__Task statement__
Reproduce the listing below exactly, minus its pictures.
· · · · ·
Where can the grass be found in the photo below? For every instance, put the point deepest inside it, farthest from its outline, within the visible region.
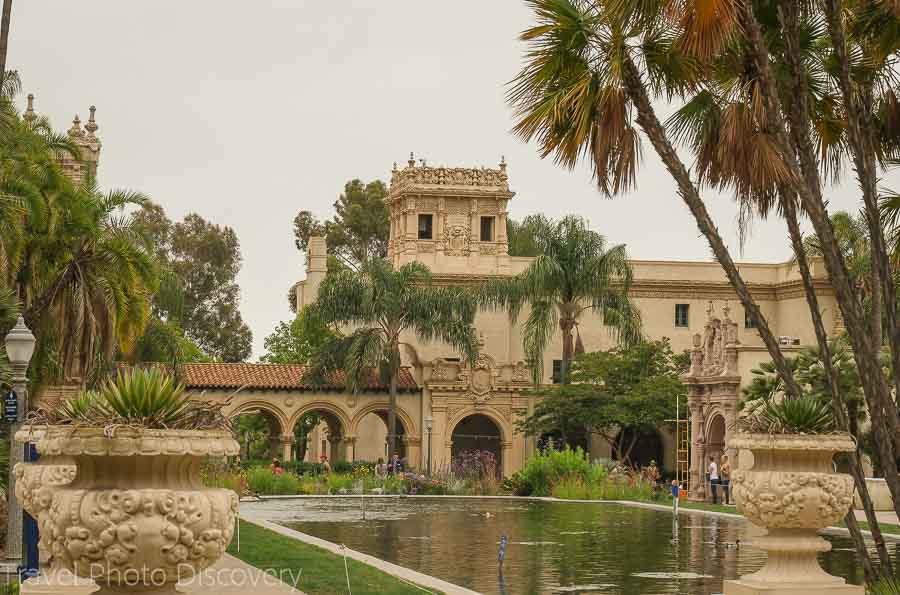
(322, 572)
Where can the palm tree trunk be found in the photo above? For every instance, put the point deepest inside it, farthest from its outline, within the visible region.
(4, 37)
(789, 208)
(392, 414)
(858, 106)
(655, 131)
(806, 184)
(566, 324)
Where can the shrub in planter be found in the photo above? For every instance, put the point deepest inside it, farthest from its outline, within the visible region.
(137, 510)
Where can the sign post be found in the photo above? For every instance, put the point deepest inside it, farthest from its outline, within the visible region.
(11, 407)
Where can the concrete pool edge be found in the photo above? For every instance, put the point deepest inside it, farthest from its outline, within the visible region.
(401, 572)
(632, 503)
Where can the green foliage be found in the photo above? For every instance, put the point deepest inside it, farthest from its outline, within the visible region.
(321, 571)
(803, 415)
(382, 304)
(199, 294)
(295, 342)
(359, 230)
(144, 397)
(136, 397)
(632, 387)
(575, 271)
(522, 236)
(766, 409)
(544, 471)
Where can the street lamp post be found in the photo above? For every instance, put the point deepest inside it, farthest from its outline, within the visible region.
(19, 348)
(429, 421)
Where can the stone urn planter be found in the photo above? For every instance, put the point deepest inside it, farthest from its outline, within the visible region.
(793, 491)
(136, 517)
(35, 485)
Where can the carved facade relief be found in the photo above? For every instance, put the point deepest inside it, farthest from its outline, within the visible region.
(457, 240)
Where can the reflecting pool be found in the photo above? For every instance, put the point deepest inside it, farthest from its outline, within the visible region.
(554, 547)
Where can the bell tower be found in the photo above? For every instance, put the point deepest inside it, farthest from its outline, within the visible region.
(77, 169)
(451, 219)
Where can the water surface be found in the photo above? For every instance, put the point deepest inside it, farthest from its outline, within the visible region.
(554, 547)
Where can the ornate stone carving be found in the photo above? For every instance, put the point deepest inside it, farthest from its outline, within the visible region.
(450, 176)
(151, 521)
(457, 239)
(792, 491)
(521, 373)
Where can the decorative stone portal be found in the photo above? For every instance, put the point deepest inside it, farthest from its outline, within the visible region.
(712, 382)
(478, 432)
· · · · ·
__Answer in full__
Where can the grass be found in the photo below? For every instance, put the point deepest inside it, farthest from its outline, within the visible region.
(322, 572)
Where can the palm tree trunk be found in the photo above? For every instance, put the point deepest inside it, farthest from its outline, within the visible region.
(4, 37)
(789, 208)
(392, 414)
(858, 106)
(655, 131)
(806, 184)
(566, 324)
Where can the shrub in planter be found in the photo above? For every instance, put the point deepest inside it, farthest from its outline, within the visible region.
(137, 510)
Where can the sign post be found in the photo above? For every instance, put the point deepest inside it, farthest from its outline, within the visible region.
(11, 407)
Where can the concrete pool edge be found in the photo above? For every instance, put the point deepest inside it, farthest from its outline, within the visible region.
(401, 572)
(632, 503)
Where can the green foliage be found in the photo above? For every instance, put the point deepest inside it, farthest from its outline, within the visible region.
(321, 571)
(803, 415)
(382, 304)
(199, 294)
(295, 342)
(359, 230)
(144, 397)
(136, 397)
(632, 387)
(575, 271)
(522, 236)
(766, 409)
(544, 471)
Where can the street lamp post be found in the photo above? For every instance, put the point deepest inside it, farthest from its outline, within the visible region.
(19, 348)
(429, 421)
Where can the stone urn planter be found in the photo above? For every instance, put the point deepest inside it, farthest from its outline, within the visible region.
(793, 491)
(136, 517)
(35, 485)
Where can the carved facade relief be found in the photo above? For every instance, put the point deepest inside it, farthest from its outline, within the visible region.
(457, 240)
Where can the reflecting pool be found in the photo above? For every instance, put the point deepest inside it, farthest from its outline, within the visible region.
(554, 547)
Where can the bell tower be found in the photo above? For every instance, put the point deepest inside it, farthest from its outline, within the visible region.
(77, 169)
(451, 219)
Where can the water surface be found in the photo above? For every instance, put the point deepest inside it, farthest from its outline, within the visible region.
(554, 547)
Where can the ornate stone carving be found in the photo above? For every instance, put the point deepest inside it, farthest from its outline, within the visible region.
(450, 176)
(151, 521)
(457, 239)
(792, 491)
(521, 373)
Where can the decorative stone portal be found in the photo above? For every instance, put the point deepest inside it, farthest from its outline, within the visible region.
(712, 382)
(478, 432)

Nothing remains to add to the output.